*541 An order denying petitioner's Motion to Dismiss for Lack of Jurisdiction, As Amended, and petitioner's Motion to Strike will be issued.
MEMORANDUM OPINION
ARMEN, Special Trial Judge: This case is before the Court on petitioner's Motion to Dismiss for Lack of Jurisdiction, as Amended, and petitioner's Motion to Strike. The issue for decision concerns the validity of the notice of deficiency issued in this case and whether respondent "determined" a deficiency in petitioner's Federal estate tax within the meaning of
Background
Petitioner is the Estate of Doris L. Rickman. Doris L. Rickman (decedent) died on October 24, 1990, in Franklin, North Carolina. Decedent's husband, James R. Rickman, died on October 19, 1990, 5 days before decedent died.
Doris K. Rickman, decedent's *542 daughter, was duly appointed executrix of the decedent's estate under letters testamentary issued by the clerk of the Superior Court of Macon County, Georgia, on October 30, 1990. 2 Doris K. Rickman is also the duly appointed executrix of the Estate of James R. Rickman. At the time the petition herein was filed, Doris K. Rickman resided in Franklin, North Carolina.

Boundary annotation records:
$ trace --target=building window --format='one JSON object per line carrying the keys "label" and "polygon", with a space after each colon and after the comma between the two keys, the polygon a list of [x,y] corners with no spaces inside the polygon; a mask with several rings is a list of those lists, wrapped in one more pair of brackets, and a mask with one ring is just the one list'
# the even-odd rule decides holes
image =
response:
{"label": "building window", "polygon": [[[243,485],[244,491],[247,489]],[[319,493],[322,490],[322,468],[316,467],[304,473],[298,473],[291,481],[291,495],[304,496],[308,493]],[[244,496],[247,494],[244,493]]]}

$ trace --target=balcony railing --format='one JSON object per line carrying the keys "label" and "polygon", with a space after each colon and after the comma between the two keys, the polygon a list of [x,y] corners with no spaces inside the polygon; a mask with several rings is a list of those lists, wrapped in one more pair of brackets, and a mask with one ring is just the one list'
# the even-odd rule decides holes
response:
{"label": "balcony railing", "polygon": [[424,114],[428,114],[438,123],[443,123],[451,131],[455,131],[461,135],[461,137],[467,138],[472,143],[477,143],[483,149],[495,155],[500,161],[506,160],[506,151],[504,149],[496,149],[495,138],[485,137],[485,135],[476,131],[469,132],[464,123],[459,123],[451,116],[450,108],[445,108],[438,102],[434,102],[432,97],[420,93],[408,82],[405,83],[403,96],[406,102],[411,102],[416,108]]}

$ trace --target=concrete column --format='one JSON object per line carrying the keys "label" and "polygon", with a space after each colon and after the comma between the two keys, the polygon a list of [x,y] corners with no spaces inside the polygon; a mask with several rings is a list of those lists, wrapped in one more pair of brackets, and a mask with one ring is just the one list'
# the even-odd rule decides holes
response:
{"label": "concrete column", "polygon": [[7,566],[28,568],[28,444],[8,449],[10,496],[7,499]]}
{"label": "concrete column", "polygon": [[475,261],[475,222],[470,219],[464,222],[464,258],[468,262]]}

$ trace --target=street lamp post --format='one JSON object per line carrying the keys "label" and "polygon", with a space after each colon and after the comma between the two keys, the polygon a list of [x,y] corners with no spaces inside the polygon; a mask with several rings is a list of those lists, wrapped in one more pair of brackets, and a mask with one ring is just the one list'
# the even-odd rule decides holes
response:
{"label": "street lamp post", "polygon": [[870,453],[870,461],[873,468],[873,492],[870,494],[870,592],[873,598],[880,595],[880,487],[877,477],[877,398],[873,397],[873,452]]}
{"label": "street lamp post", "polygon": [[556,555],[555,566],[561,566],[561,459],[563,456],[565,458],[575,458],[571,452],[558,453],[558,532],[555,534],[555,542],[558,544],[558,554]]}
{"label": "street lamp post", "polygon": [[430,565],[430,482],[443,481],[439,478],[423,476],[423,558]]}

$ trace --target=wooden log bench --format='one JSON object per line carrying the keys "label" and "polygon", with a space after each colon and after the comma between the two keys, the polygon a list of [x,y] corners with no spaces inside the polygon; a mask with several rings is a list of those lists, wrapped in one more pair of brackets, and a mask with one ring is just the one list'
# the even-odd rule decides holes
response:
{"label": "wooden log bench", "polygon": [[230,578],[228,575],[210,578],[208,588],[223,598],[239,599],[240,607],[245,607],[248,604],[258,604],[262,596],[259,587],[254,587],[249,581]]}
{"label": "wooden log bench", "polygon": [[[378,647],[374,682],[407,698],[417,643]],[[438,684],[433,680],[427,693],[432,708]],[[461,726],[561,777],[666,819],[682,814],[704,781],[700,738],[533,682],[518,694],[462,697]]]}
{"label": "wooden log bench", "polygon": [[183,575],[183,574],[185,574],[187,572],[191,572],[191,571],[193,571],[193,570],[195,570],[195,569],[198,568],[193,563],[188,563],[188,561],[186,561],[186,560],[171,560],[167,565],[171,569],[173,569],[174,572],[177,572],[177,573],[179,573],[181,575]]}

PROBLEMS TO SOLVE -
[1] List every calendar date that appears in the estate tax opinion.
[2] Carry the estate tax opinion forward, starting after its final sentence.

SET OF ANSWERS -
[1] October 24, 1990; October 19, 1990; October 30, 1990

[2]
On or about March 22, 1991, Doris K. Rickman filed separate Forms 709 (United States Gift Tax Return) on behalf of both James R. Rickman (Mr. Rickman) and decedent for the taxable years ending on the date of their deaths. Schedule A of Form 709 filed on behalf of Mr. Rickman lists the following gifts:
Donee | Date | Amount |
1. Doris K. Rickman | 1/1/90 | $ 10,000 |
10/16/90 | 227,583 | |
2. Janet R. Tipton | 10/16/90 | 207,583 |
10/16/90 | 16,255 | |
3. James O. Tipton | 10/16/90 | 20,000 |
Janet R. Tipton and James O. Tipton are identified as decedent and Mr. Rickman's daughter*543 and son-in-law, respectively.
Form 709, lines 12 through 18, permit a taxpayer to elect to split gifts with his or her spouse as prescribed under section 2513; i.e., to have gifts made by the taxpayer and his spouse to third parties during the calendar year considered as made one-half by each. Lines 12 through 17 of the Form 709 filed on behalf of Mr. Rickman indicate that gifts made by Mr. Rickman during the taxable period would be split with decedent. In particular, decedent is identified by name and Social Security number, and it is acknowledged that Mr. Rickman was married to decedent during the taxable period, and that a gift tax return will be filed by decedent for the same period. However, line 18, which provides space for decedent's signature signifying her consent to the gift-splitting election, was not signed on decedent's behalf. The only marks on line 18 are the handwritten letters "SRB". 3
*544 The Schedule A of Form 709 filed on behalf of decedent lists the following gifts:
Donee | Date | Value |
1. Doris K. Rickman | 3/22/90 | $ 10,000 |
2. Janet R. Tipton | 3/22/90 | $ 10,000 |
Lines 12 through 18 of the Form 709 filed on behalf of decedent indicate that gifts made by decedent during the taxable period would be split with Mr. Rickman. Line 18 of the Form 709 is signed "Kaye Rickman, Executrix".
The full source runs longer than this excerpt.